I'm confused, are you calling anyplace a group of people get together for some "agreed" upon reason, that's a "redoubt?"

Merriam Webster's definition of "redoubt"...

_a_ *:* a small _usually temporary _enclosed defensive work 
_b_ *:* a defended position *:* protective barrier 
2
*:* a secure retreat *:* stronghold

To me, that means a well "defensible" locale, such as a mountain top, or fortress. Am I incorrect in my understanding? If so, please clarify.


----------



## Paumon (Jul 12, 2007)

I guess that article was written based on an interview with Pastor Dave Westbrook of Back to Enoch ministries. Westbrook is a Seventh Day Adventist who has written several "prophecy" type books based on the prophecies of some woman, about the coming of the end of times and leaving cities for survival. They have a few websites, they sell books and DVD's about the lifestyle and they help to sell properties to people who are looking to escape from cities to lead a holy life in the mountains of the PNW. 

The ministry: http://www.backtoenoch.org/

The real estate end of it: http://www.enochsoutpost.com/


----------



## Lisa in WA (Oct 11, 2004)

Paumon said:


> I guess that article was written based on an interview with Pastor Dave Westbrook of Back to Enoch ministries. Westbrook is a Seventh Day Adventist who has written several "prophecy" type books based on the prophecies of some woman, about the coming of the end of times and leaving cities for survival. They have a few websites, they sell books and DVD's about the lifestyle and they help to sell properties to people who are looking to escape from cities to lead a holy life in the mountains of the PNW.
> 
> The ministry: http://www.backtoenoch.org/
> 
> The real estate end of it: http://www.enochsoutpost.com/


Looks like he is a neighbor of mine. PO box in Newport, Washington (right across the river) and phone number local to my little town. Never heard of him and this is a very small area.


----------



## Molly Mckee (Jul 8, 2006)

I've never heard of him either, and we are about 20 miles to the south of them. I don't think they are too active locally at least


----------



## painterswife (Jun 7, 2004)

■ GIVEN DATA ■
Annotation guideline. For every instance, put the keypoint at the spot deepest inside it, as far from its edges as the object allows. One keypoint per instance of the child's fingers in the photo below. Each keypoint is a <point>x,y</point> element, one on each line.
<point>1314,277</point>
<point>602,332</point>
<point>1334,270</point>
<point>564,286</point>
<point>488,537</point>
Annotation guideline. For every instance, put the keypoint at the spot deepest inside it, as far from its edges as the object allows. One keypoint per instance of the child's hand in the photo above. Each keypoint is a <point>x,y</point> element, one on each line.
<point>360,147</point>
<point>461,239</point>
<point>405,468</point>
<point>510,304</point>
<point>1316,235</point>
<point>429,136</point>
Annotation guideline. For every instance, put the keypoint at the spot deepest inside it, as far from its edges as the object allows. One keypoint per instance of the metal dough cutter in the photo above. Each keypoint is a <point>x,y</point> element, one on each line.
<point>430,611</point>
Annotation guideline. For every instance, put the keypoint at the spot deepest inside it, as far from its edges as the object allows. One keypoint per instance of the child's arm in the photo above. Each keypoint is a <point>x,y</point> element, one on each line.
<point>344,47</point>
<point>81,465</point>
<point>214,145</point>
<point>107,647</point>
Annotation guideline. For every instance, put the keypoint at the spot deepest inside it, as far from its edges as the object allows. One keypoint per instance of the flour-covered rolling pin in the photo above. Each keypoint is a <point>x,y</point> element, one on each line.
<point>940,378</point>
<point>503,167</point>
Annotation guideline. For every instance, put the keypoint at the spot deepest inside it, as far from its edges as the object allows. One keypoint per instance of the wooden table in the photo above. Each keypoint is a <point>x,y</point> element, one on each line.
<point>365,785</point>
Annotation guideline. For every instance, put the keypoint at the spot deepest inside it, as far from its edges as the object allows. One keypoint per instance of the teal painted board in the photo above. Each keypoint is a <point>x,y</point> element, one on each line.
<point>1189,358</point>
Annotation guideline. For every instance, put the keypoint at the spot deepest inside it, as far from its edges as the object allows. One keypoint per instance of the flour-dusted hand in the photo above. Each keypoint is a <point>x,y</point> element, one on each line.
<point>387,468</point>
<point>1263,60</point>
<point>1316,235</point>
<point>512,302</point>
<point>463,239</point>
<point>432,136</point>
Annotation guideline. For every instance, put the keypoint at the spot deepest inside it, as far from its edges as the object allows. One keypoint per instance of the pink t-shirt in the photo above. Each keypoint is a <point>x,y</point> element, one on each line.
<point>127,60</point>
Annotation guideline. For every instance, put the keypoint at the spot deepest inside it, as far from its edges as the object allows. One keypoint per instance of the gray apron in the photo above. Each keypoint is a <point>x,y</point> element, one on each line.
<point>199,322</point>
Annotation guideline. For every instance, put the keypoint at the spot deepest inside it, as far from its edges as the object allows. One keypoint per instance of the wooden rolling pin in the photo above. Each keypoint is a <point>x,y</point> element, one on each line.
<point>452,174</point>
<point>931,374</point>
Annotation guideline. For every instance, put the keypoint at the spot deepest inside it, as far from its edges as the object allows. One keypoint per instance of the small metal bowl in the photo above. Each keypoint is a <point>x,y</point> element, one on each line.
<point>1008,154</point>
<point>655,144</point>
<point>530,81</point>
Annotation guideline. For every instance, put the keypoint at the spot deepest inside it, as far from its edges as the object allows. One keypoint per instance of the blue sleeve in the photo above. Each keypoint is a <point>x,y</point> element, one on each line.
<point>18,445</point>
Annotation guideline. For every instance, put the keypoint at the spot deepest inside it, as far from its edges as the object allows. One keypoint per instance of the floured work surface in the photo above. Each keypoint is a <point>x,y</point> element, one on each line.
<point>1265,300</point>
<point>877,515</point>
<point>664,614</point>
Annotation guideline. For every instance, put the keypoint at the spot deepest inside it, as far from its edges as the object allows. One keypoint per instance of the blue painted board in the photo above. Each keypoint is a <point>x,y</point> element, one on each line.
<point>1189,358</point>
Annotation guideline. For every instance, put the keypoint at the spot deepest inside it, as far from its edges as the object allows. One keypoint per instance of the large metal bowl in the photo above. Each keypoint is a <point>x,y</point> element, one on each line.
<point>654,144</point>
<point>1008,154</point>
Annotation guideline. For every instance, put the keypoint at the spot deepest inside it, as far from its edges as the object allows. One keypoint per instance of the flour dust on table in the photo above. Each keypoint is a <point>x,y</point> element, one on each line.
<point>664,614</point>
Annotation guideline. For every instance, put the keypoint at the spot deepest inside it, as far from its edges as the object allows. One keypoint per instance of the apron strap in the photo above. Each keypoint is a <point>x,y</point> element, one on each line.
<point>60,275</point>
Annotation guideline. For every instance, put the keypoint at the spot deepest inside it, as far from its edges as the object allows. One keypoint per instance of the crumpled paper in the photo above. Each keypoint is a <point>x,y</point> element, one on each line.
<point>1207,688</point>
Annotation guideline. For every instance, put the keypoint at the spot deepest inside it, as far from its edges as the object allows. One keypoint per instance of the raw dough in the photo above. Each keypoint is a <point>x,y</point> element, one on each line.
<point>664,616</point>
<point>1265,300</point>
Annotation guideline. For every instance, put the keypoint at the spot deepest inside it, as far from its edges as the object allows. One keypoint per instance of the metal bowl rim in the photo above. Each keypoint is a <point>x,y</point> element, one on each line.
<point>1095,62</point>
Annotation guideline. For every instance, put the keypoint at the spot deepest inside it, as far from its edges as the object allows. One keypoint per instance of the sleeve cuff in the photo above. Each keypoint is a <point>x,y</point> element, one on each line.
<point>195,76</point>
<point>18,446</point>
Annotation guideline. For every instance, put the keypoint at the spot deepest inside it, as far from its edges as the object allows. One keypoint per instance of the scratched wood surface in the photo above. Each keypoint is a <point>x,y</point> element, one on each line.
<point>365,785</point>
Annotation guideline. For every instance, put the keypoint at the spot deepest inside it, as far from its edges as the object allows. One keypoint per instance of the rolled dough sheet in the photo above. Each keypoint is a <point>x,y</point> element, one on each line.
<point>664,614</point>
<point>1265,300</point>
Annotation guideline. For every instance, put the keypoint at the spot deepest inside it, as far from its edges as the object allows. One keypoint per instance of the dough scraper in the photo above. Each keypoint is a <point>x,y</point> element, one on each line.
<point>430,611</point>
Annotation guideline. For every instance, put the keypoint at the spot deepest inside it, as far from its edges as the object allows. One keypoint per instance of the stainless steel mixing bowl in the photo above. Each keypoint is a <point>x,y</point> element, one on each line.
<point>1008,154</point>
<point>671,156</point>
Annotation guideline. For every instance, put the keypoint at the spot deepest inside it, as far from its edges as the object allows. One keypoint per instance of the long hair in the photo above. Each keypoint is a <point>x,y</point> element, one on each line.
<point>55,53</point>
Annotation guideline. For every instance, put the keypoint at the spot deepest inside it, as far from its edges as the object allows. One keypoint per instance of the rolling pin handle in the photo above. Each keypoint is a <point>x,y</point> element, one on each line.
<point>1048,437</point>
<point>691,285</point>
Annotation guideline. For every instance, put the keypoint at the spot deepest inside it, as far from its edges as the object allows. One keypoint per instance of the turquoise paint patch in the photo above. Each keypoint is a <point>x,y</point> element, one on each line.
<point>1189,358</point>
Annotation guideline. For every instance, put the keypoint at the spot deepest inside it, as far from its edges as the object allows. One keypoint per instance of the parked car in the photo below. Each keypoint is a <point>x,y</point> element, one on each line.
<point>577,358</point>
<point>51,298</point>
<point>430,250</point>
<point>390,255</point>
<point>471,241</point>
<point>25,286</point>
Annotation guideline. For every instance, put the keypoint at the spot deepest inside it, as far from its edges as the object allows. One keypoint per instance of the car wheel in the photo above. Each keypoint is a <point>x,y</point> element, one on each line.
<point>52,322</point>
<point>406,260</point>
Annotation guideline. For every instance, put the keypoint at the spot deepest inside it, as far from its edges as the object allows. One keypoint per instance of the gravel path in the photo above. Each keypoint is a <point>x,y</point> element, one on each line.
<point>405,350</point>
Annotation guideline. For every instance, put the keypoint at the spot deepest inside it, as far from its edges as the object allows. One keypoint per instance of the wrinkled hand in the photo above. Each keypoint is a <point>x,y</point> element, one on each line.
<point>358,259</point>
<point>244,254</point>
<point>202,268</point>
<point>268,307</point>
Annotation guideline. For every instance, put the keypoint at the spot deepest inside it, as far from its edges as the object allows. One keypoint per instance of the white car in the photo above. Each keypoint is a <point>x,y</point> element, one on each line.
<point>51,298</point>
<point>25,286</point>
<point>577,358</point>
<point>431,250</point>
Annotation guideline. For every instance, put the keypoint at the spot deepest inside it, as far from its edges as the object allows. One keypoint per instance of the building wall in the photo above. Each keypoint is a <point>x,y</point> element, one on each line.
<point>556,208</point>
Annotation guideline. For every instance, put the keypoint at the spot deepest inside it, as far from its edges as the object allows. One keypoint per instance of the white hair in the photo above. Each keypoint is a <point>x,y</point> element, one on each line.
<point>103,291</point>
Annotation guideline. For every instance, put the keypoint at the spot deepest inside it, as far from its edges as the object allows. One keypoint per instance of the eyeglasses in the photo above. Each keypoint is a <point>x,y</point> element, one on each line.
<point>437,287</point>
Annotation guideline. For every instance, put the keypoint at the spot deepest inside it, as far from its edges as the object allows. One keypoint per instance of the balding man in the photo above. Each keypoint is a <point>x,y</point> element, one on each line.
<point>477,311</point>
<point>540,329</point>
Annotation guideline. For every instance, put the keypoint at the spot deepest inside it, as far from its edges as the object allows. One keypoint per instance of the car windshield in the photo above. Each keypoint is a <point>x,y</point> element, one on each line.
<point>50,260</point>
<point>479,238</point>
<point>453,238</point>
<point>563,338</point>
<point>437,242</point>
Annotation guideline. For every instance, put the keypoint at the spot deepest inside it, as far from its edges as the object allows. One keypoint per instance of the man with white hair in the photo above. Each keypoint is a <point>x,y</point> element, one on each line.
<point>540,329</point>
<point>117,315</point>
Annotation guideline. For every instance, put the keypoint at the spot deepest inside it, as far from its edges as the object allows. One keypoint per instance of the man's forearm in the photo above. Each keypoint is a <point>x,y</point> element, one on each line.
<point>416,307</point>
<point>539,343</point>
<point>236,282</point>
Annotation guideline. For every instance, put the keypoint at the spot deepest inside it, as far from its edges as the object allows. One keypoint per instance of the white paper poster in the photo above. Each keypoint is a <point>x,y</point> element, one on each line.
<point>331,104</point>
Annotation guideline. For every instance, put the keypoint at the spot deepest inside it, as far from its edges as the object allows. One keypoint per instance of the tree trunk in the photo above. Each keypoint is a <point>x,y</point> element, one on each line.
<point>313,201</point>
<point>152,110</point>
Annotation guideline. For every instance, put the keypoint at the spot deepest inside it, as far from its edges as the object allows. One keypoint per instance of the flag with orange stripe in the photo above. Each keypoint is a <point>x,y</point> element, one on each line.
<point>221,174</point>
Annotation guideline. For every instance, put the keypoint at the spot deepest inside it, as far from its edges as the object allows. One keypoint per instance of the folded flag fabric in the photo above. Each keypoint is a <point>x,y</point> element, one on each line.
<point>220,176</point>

■ TASK SET ■
1. Transcribe the forum thread between "Looks like he" and "(Jul 8, 2006)", inclusive.
2. According to the forum thread, in what town is the PO box that Lisa in WA mentions?
3. Take the forum thread about redoubts and Pastor Dave Westbrook further, starting from where it stops.

■ EXPECTED OUTPUTS ■
1.
Looks like he is a neighbor of mine. PO box in Newport, Washington (right across the river) and phone number local to my little town. Never heard of him and this is a very small area.


----------



## Molly Mckee (Jul 8, 2006)

2. Newport, Washington.

3.
Molly Mckee said:


> I've never heard of him either, and we are about 20 miles to the south of them. I don't think they are too active locally at least


These kind of people are making a living revving up the conspiracy theorists. Create your own market or at least fuel it with hysteria and get rich doing it.

Have you seen the ones selling "compounds". They sell it to people who have no idea how long the winters are or how expensive it is to live of the land. Three years down the road they get to sell it again when their customers can't handle things are running back to the city.


----------



## Lisa in WA (Oct 11, 2004)

Maybe this is what Chuck is talking about? It's the only info about any compounds I've heard of. Hopefully not.

http://www.bonnercountydailybee.com/news/local/article_0e8ba30e-3b86-11e2-86a8-001a4bcf887a.html


----------



## Ozarks Tom (May 27, 2011)

AngieM2 said:


> Have you heard of this?
> 
> Chuck wrote an article about it, and it's the first time I've heard a name for the mentions I've heard/seen here or there on the internet -
> 
> ...


I believe what you're inquiring about is an area described first (?) by James Wesley Rawles http://www.survivalblog.com/ author of Patriots, and several other fiction/survivalist books. If you go to his website and search for American Redoubt, you'll find tons of info. It's by no means a compound, but a very large geographic area.

The area he envisions would come to pass as a separate geographic/political entity in the event of a long term SHTF situation, and be for the most part self sufficient in all main aspects, while specifically excluding government interference/influence.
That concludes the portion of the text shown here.